> _Source text_:
Long-term US Military Presence in Afghanistan

Hanif Atmar, Amrullah Saleh, Aziz Royesh talking about long-term US military presence in Afghanistan. Photo Shahrwand Foundation

During the last couple of weeks, the media debate about establishment of long-term or permanent US military bases in Afghanistan has intensified. Though the US officials like Ambassador Eikenberry, Hilary Clinton and Robert Gates have denied America wants long-term presence in Afghanistan, but President Karzai after coming from the Munich Security Conference confirmed there are talks about future US military presence. And since then, it has been the debate of editorial and opinion pages of newspapers, as well as TV talk shows. I had written an op-ed on Outlook Afghanistan about it earlier.

On Friday Mar 04, the Shahrwand (Citizen) Foundation in Kabul had organized a conference “Analysis of Permanent US Military Presence and Stability in Afghanistan and the Region”. What made the conference notable and lead story of prime time news hours of TVs on Friday and headlines of Saturday papers were keynote speeches of former Interior Minister Hanif Atmar and former intelligence chief Amrullah Saleh. More than 500 people including high officials of the Government, MPs, analysts, academics and journalists attended the one-day conference.   Starting the conference, founder and head of Shahrwand Foundation Fareed Khuroush , a professor of political science and law, said the conference is to discuss what impacts would permanent US military bases in Afghanistan have for our stability. Below I am quoting key points of the speeches of prominent analyst Aziz Royesh, former Interior Minister Hanif Atmar and former intelligence chief Amrullah Saleh.

> _Tasks_:
• 1. Write out the stretch of the article on US military presence in Afghanistan from "Long-term US Military Presence in Afghanistan" through "about it earlier.".
• 2. Continue the article on US military presence in Afghanistan, picking up after its last sentence.

> _Given entries_:
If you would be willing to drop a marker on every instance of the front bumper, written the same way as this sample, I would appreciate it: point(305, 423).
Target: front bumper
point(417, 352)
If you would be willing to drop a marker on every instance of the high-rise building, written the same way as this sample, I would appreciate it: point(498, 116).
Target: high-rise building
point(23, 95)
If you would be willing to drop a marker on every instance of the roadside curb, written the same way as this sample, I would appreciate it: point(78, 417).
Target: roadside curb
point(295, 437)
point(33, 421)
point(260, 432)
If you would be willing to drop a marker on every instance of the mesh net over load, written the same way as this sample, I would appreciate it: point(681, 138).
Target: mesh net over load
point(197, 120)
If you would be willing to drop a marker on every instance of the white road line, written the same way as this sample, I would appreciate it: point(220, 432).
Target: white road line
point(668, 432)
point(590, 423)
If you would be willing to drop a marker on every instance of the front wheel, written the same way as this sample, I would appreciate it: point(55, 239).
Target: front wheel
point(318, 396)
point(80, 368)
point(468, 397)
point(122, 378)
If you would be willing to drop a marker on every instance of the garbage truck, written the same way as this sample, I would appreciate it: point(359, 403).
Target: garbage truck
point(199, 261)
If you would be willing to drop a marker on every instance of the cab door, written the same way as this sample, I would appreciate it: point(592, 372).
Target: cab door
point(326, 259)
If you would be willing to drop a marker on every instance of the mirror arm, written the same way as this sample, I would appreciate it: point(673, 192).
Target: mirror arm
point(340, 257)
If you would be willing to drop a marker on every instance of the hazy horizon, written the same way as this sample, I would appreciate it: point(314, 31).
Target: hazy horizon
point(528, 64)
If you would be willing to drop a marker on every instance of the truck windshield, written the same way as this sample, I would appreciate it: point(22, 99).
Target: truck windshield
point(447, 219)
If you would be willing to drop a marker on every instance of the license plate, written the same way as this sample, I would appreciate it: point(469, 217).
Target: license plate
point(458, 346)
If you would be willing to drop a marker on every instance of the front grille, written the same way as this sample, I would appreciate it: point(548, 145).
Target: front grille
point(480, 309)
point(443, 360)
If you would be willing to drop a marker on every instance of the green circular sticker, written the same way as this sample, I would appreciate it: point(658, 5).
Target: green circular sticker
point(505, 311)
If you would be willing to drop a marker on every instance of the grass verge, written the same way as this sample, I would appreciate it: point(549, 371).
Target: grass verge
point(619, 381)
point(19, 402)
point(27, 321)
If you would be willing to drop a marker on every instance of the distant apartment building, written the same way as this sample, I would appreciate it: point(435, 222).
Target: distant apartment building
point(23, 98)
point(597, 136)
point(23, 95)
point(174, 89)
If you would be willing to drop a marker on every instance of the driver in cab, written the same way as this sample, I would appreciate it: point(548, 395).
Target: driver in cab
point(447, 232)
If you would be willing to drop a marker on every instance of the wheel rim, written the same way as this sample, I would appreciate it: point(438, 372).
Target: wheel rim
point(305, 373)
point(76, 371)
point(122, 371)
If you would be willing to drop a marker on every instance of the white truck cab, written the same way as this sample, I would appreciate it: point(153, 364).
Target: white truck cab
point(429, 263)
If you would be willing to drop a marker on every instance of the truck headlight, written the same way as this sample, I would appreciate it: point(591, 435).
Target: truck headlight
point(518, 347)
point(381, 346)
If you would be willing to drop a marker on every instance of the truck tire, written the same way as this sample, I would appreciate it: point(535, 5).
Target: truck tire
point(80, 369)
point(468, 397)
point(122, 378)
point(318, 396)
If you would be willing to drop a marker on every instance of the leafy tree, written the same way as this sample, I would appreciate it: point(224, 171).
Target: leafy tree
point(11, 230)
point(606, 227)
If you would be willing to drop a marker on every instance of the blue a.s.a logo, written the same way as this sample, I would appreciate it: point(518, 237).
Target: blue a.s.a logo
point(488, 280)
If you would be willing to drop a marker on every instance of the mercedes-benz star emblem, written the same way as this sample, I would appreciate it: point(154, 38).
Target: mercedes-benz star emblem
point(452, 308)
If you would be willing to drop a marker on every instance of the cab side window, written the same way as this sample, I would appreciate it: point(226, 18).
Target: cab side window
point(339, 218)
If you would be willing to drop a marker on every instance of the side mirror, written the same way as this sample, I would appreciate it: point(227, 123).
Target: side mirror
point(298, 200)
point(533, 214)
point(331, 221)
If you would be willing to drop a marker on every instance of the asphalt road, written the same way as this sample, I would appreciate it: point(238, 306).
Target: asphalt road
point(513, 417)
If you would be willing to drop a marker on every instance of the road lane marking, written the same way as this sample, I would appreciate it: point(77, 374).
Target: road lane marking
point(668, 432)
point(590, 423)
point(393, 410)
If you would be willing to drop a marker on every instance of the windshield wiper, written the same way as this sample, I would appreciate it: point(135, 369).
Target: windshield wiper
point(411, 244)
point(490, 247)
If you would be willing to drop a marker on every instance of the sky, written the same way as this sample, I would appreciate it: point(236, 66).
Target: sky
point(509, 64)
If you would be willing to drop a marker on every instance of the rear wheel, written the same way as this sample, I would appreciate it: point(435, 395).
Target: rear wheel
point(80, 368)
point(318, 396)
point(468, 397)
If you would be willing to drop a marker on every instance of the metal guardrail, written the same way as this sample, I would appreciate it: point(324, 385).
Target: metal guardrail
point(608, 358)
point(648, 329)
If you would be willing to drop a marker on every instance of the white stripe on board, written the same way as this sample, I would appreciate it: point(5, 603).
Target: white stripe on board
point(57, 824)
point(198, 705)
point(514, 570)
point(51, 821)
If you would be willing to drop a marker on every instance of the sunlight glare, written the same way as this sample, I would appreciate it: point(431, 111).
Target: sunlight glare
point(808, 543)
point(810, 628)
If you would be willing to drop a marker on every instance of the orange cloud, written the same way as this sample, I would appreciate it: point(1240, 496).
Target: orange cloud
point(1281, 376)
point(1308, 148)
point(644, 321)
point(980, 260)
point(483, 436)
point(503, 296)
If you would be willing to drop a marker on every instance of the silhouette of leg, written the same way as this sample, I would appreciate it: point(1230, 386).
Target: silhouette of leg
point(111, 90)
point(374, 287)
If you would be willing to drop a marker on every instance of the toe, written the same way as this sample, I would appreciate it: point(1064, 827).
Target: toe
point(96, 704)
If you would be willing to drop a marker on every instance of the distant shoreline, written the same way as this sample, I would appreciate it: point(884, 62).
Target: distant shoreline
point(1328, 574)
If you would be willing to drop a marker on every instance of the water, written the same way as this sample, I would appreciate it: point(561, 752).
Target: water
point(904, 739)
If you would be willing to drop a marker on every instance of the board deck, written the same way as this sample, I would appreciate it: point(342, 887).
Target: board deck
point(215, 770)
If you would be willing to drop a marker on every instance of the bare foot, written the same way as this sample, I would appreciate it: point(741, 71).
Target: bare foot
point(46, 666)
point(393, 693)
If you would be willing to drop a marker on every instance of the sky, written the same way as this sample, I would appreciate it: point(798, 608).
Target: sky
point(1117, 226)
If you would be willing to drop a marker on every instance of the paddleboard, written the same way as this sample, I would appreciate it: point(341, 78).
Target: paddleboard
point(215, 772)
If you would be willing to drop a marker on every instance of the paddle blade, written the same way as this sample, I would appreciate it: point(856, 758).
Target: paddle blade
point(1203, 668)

> _Results of the tasks_:
• 1.
Long-term US Military Presence in Afghanistan

Hanif Atmar, Amrullah Saleh, Aziz Royesh talking about long-term US military presence in Afghanistan. Photo Shahrwand Foundation

During the last couple of weeks, the media debate about establishment of long-term or permanent US military bases in Afghanistan has intensified. Though the US officials like Ambassador Eikenberry, Hilary Clinton and Robert Gates have denied America wants long-term presence in Afghanistan, but President Karzai after coming from the Munich Security Conference confirmed there are talks about future US military presence. And since then, it has been the debate of editorial and opinion pages of newspapers, as well as TV talk shows. I had written an op-ed on Outlook Afghanistan about it earlier.

• 2.
Aziz Royesh:

“When there is talk of the long-term US military presence in Afghanistan, those who view it optimistically explain two factors; first, we live in an instable region with instable neighbors who stretch their feet out of their borders. Second, the situation inside the country is instable. Maybe there are some people who strongly oppose long-term military presence of the US in Afghanistan saying we are a sovereign country, thus American should leave. I ask them, do you have guarantee for common citizens of this country to live with security? Taliban should also answer this question that if the Americans leave Afghanistan, what is the guarantee for me as a common citizen of Afghanistan that you [Taliban] won’t water your sword with my throat?

It’s clear that the US has come to Afghanistan for their interests, but our rulers have not defined our national interest from American presence. The least interest from American presence is that it assures our security and we use words instead of rocks and sticks in our parliament.”

Hanif Atmar:

“My suggestion to the political leadership of my country is that place our national interest on top. Make your talks with the Americans clear and reserve unity in this decision. My other suggestion is that make honest and friendly talks with our neighbors. At present we see that regional countries are making groupings and preparations for withdrawal of foreign troops from Afghanistan and may bring what havoc on our nation. We have seen it before, and this nation does not deserve to experience the havoc once again.

Our national interest is that we must stand against regional rivalries that cause the conflict in our country, and for that we need an international strategic ally.

Our national interest is that we must win the war on terror and fight against the terrorists and those who bring horror to our nation.”

Amrullah Saleh:

“Establishment of long-term US military bases in Afghanistan is the basic need of our country. From economic perspective, Afghanistan is not capable of launching mega projects through its national revenue, and for investment in economic infrastructure, only western countries and organizations can help us.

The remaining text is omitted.